____ Available data

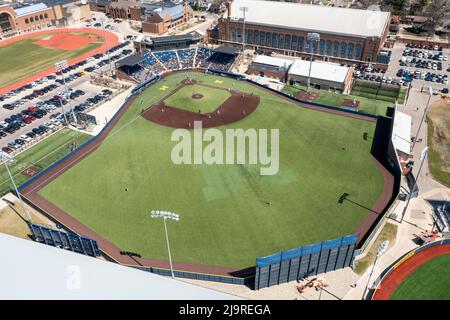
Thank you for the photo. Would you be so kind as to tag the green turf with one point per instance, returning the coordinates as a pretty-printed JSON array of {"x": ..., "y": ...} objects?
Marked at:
[
  {"x": 224, "y": 218},
  {"x": 212, "y": 98},
  {"x": 22, "y": 59},
  {"x": 333, "y": 99},
  {"x": 40, "y": 155},
  {"x": 430, "y": 281}
]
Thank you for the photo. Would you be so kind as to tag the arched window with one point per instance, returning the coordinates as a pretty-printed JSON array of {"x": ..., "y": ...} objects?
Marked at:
[
  {"x": 287, "y": 41},
  {"x": 358, "y": 52},
  {"x": 335, "y": 48},
  {"x": 343, "y": 49},
  {"x": 350, "y": 51},
  {"x": 321, "y": 45},
  {"x": 294, "y": 43},
  {"x": 328, "y": 49},
  {"x": 233, "y": 35},
  {"x": 300, "y": 43},
  {"x": 256, "y": 37},
  {"x": 314, "y": 45},
  {"x": 274, "y": 40},
  {"x": 268, "y": 39}
]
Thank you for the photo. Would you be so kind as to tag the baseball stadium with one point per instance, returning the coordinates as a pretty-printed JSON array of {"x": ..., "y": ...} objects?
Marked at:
[{"x": 330, "y": 182}]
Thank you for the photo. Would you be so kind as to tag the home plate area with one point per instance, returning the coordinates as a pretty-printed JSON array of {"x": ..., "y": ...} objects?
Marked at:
[{"x": 31, "y": 171}]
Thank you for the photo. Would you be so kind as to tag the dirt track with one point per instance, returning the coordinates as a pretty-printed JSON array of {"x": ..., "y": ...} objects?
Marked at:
[
  {"x": 405, "y": 269},
  {"x": 30, "y": 193}
]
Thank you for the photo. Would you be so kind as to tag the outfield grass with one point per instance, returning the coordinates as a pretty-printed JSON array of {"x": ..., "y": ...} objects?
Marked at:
[
  {"x": 333, "y": 99},
  {"x": 430, "y": 281},
  {"x": 212, "y": 98},
  {"x": 40, "y": 155},
  {"x": 438, "y": 121},
  {"x": 22, "y": 59},
  {"x": 224, "y": 218}
]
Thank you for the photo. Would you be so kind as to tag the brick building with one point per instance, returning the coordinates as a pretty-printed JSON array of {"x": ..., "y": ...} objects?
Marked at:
[
  {"x": 26, "y": 18},
  {"x": 346, "y": 35},
  {"x": 155, "y": 17}
]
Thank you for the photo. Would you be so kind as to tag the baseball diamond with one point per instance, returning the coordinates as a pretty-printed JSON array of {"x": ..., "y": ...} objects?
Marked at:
[{"x": 107, "y": 189}]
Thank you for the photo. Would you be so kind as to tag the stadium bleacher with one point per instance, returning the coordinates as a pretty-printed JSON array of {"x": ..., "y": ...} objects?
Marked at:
[
  {"x": 169, "y": 59},
  {"x": 154, "y": 63},
  {"x": 68, "y": 241}
]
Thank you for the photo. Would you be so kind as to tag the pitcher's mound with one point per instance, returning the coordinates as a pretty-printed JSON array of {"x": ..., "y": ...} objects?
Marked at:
[{"x": 197, "y": 96}]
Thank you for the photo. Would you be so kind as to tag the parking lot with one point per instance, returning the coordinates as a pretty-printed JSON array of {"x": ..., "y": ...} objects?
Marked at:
[
  {"x": 420, "y": 66},
  {"x": 37, "y": 108}
]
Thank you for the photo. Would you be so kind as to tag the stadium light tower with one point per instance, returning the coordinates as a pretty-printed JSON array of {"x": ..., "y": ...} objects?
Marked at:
[
  {"x": 312, "y": 37},
  {"x": 244, "y": 10},
  {"x": 60, "y": 66},
  {"x": 381, "y": 249},
  {"x": 5, "y": 158},
  {"x": 166, "y": 215},
  {"x": 106, "y": 45},
  {"x": 430, "y": 92}
]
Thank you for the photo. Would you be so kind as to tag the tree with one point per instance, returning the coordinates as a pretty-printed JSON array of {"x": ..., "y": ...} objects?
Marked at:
[{"x": 436, "y": 11}]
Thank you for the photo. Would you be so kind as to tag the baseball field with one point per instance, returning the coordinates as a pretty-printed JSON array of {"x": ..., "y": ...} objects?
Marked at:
[
  {"x": 32, "y": 54},
  {"x": 229, "y": 214}
]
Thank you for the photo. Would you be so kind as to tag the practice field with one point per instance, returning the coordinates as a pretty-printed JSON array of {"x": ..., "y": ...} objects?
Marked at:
[
  {"x": 225, "y": 218},
  {"x": 23, "y": 58},
  {"x": 39, "y": 157},
  {"x": 196, "y": 97},
  {"x": 430, "y": 282}
]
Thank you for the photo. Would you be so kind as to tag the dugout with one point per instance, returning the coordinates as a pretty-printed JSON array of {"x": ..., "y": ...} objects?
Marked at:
[
  {"x": 266, "y": 66},
  {"x": 323, "y": 75},
  {"x": 127, "y": 67}
]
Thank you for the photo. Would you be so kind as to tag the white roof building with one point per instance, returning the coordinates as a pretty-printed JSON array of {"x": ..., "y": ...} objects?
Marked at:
[
  {"x": 314, "y": 18},
  {"x": 31, "y": 270},
  {"x": 273, "y": 61},
  {"x": 34, "y": 8},
  {"x": 320, "y": 70},
  {"x": 401, "y": 132}
]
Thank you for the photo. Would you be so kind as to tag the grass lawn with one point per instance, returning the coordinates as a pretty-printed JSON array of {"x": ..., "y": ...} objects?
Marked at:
[
  {"x": 212, "y": 98},
  {"x": 224, "y": 218},
  {"x": 334, "y": 99},
  {"x": 40, "y": 155},
  {"x": 430, "y": 282},
  {"x": 438, "y": 120},
  {"x": 22, "y": 59}
]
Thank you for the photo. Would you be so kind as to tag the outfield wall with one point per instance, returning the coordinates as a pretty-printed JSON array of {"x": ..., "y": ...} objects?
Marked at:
[{"x": 302, "y": 262}]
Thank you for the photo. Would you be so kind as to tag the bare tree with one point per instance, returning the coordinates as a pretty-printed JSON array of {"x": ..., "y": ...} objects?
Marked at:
[{"x": 436, "y": 11}]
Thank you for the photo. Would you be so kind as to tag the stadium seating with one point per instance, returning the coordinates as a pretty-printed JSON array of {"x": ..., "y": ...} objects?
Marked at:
[
  {"x": 68, "y": 241},
  {"x": 155, "y": 63},
  {"x": 169, "y": 59},
  {"x": 187, "y": 57}
]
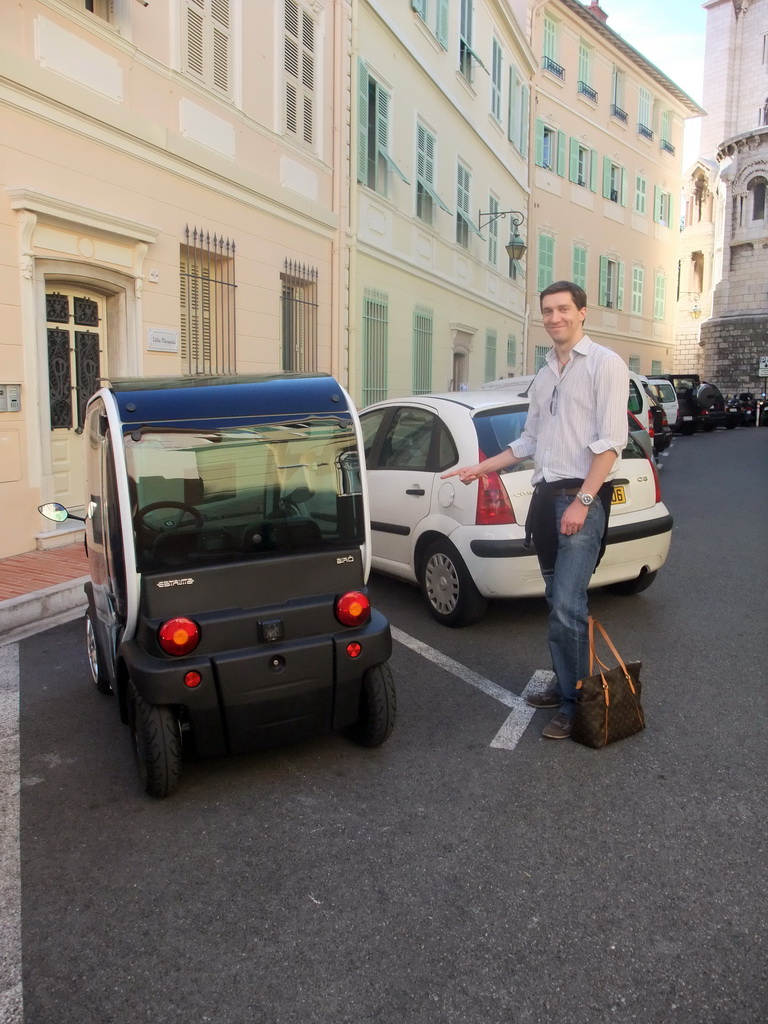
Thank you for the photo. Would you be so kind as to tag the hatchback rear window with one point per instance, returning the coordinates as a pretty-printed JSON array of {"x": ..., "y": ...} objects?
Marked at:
[{"x": 497, "y": 428}]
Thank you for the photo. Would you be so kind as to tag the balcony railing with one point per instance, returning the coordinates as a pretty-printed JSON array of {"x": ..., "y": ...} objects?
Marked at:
[{"x": 554, "y": 69}]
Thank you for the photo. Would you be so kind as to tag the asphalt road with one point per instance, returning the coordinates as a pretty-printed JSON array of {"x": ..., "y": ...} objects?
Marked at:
[{"x": 437, "y": 880}]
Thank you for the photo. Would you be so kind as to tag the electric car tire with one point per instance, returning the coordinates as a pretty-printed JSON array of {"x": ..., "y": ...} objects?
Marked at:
[
  {"x": 98, "y": 675},
  {"x": 378, "y": 708},
  {"x": 450, "y": 591},
  {"x": 157, "y": 744}
]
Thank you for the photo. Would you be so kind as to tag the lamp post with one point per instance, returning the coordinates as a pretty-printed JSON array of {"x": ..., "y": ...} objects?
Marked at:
[{"x": 516, "y": 246}]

________

■ Your goal ■
If a line in the data above holds the string "tree", copy it.

■ Problem solution ■
Thank you for the photo. Would you be so kind as to tag the tree with one point per instance, returning the coordinates as a pretty-printed JSON array of {"x": ..., "y": ...} objects?
Thank you for the photo. Would you be so kind as to tag the bare tree with one point per instance, returning the coordinates as a pretty-printed JSON array of {"x": ..., "y": ...} objects?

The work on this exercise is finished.